▶ [Work to complete]
Count the lines in the items below that contain the string "logo". Reply with that number alone.

★ ★ ★

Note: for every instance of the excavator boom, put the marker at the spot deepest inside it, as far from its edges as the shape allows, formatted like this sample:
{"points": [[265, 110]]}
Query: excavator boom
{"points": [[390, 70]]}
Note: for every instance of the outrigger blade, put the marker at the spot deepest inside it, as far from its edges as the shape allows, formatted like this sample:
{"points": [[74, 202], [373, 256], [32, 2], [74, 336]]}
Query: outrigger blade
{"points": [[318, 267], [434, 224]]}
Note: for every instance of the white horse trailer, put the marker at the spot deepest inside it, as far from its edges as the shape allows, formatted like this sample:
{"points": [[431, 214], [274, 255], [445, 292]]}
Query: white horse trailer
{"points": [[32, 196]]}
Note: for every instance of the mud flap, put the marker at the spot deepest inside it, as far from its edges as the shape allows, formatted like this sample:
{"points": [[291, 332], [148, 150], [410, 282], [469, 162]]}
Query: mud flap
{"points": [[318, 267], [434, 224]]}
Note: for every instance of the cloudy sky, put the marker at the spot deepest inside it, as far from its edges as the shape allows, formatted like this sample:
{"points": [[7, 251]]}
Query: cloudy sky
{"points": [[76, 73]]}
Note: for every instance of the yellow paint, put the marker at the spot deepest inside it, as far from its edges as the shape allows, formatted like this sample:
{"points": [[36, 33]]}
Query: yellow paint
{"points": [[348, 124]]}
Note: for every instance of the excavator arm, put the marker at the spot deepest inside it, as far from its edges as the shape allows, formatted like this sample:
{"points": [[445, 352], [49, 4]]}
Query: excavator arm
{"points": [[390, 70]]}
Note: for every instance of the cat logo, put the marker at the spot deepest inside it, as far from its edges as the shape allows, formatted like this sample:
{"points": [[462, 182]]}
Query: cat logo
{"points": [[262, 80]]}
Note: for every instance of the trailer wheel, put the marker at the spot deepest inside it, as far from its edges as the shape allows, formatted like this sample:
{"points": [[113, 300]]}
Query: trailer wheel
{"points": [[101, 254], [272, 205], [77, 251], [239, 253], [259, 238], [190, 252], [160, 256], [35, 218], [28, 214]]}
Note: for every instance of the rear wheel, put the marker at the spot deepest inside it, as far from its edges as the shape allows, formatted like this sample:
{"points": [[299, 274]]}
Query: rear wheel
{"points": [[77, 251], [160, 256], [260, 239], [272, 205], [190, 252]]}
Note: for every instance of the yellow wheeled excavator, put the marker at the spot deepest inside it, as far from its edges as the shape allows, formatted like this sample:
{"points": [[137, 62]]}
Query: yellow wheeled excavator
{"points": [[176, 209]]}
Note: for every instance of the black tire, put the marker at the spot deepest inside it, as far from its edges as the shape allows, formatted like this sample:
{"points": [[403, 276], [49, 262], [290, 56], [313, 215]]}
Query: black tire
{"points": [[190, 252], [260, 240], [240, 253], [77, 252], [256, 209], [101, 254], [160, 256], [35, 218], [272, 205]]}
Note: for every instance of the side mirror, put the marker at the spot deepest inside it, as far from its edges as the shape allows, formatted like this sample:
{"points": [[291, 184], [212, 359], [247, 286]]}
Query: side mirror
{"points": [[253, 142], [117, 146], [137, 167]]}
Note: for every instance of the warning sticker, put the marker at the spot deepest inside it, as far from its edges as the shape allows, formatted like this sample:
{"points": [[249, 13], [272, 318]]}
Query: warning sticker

★ ★ ★

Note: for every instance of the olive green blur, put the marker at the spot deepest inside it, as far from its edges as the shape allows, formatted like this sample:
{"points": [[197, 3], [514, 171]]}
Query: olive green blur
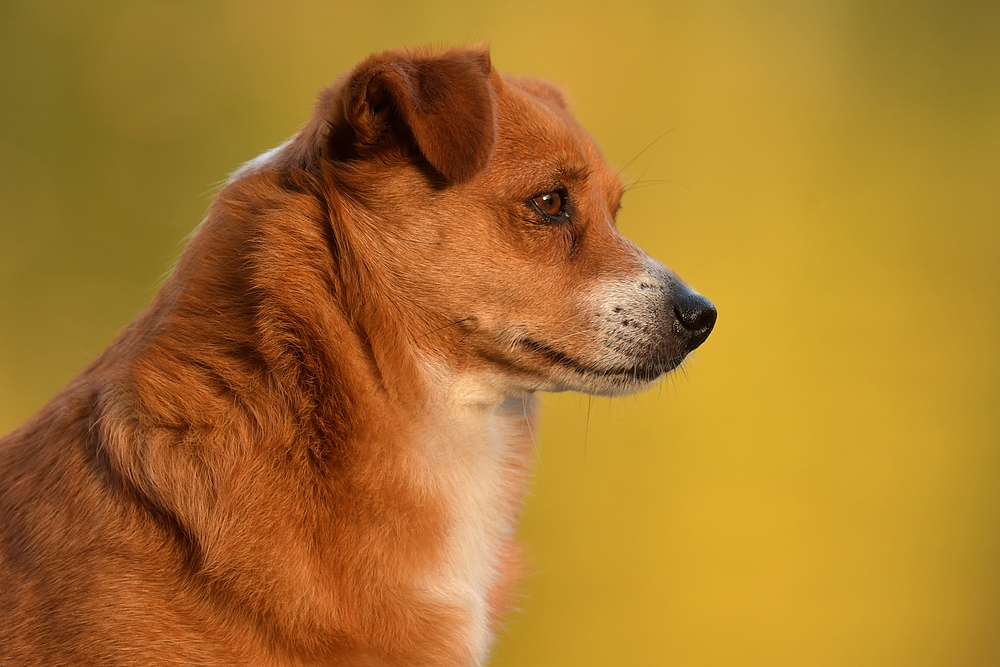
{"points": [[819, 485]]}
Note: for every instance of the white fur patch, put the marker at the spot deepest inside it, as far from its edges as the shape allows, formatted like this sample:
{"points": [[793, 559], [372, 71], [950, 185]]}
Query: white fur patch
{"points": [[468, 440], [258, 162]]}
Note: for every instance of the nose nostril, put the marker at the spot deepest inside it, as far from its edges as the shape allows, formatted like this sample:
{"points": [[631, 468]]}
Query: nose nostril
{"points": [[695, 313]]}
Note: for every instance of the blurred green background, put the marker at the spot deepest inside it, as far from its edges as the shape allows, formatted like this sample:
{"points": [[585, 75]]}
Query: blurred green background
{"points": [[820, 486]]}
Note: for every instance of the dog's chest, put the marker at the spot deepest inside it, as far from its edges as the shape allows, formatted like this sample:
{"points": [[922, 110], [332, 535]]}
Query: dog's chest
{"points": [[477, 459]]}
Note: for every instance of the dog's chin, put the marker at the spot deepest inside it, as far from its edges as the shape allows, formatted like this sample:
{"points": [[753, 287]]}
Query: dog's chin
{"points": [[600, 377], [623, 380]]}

★ ★ ★

▶ [Answer]
2